» **Collection entries**
◆ ◆ ◆ ◆

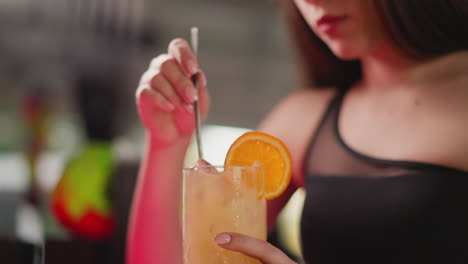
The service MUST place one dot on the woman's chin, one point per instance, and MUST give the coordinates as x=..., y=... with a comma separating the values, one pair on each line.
x=345, y=53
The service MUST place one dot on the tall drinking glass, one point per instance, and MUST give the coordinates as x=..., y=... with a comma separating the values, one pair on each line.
x=220, y=200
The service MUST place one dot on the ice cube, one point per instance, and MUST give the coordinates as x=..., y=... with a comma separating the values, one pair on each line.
x=205, y=166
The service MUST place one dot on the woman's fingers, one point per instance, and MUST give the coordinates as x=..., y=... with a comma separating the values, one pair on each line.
x=252, y=247
x=181, y=82
x=162, y=85
x=182, y=52
x=151, y=98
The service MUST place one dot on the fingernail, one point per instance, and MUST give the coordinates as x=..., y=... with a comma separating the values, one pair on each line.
x=222, y=239
x=191, y=94
x=192, y=66
x=189, y=108
x=205, y=81
x=168, y=105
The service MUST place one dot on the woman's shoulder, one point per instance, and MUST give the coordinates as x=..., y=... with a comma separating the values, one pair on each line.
x=294, y=120
x=306, y=101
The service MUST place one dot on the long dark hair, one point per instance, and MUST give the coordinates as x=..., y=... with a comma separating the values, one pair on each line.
x=421, y=29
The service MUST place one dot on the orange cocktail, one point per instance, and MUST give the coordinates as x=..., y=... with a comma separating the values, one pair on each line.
x=220, y=200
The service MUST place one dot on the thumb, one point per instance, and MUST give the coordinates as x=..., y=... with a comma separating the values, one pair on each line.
x=255, y=248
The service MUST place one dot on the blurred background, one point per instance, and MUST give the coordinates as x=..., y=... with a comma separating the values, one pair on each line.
x=70, y=136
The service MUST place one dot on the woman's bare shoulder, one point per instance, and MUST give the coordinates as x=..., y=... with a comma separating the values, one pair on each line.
x=294, y=120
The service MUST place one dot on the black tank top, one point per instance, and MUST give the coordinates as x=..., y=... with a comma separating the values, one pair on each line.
x=360, y=209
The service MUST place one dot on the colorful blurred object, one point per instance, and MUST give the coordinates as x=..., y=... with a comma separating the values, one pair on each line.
x=35, y=114
x=80, y=201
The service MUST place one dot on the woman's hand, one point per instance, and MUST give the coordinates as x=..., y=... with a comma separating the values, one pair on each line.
x=252, y=247
x=166, y=94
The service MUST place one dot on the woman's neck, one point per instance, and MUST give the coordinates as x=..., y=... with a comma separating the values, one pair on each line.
x=387, y=68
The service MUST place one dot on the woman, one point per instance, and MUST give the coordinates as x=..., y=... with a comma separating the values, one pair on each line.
x=382, y=155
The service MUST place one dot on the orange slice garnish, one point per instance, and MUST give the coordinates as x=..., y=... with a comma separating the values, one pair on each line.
x=270, y=152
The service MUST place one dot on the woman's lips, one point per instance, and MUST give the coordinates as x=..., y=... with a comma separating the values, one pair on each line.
x=328, y=23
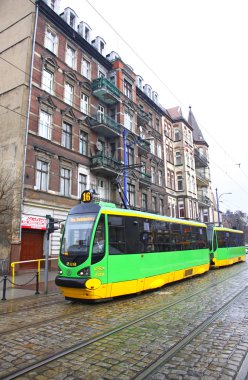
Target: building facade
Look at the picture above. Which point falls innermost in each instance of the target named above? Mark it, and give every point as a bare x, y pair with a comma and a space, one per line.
73, 117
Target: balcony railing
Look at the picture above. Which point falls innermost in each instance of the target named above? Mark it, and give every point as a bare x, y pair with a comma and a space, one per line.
144, 179
104, 165
143, 117
105, 90
143, 145
200, 159
202, 177
203, 198
104, 125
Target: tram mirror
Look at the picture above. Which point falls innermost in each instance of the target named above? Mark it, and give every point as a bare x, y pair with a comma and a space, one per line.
62, 228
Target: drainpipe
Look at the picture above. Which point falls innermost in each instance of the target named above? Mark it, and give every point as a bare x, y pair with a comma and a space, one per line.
28, 112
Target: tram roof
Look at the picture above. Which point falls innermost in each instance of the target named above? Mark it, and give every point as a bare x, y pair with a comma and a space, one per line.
111, 209
228, 230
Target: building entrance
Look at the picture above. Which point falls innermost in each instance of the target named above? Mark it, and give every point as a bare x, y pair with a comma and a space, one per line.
31, 247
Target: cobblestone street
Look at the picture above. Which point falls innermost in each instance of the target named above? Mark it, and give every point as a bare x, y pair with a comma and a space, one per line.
136, 337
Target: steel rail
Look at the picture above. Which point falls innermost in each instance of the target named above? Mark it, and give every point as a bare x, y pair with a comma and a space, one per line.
164, 358
39, 323
161, 360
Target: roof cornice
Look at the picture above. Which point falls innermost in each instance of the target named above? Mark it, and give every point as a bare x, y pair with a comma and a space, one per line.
72, 34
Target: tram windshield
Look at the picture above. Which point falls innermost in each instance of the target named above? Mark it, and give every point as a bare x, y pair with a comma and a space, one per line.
76, 239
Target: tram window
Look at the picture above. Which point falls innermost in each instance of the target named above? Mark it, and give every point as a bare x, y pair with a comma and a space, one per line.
98, 250
117, 242
221, 237
146, 236
176, 236
203, 241
186, 237
132, 235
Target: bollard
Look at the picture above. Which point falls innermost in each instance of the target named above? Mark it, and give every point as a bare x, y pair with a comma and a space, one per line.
37, 283
4, 287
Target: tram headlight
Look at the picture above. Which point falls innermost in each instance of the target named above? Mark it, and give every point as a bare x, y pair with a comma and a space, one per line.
84, 272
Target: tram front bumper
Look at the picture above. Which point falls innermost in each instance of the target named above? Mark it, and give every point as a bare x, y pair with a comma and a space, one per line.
83, 283
70, 282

◆ ◆ ◆ ◆

» **ASSIGNED TASK**
Provide a count of the lines in the data above that include the word "building", stating the number alone.

» **WRITTEN SOLUTION**
2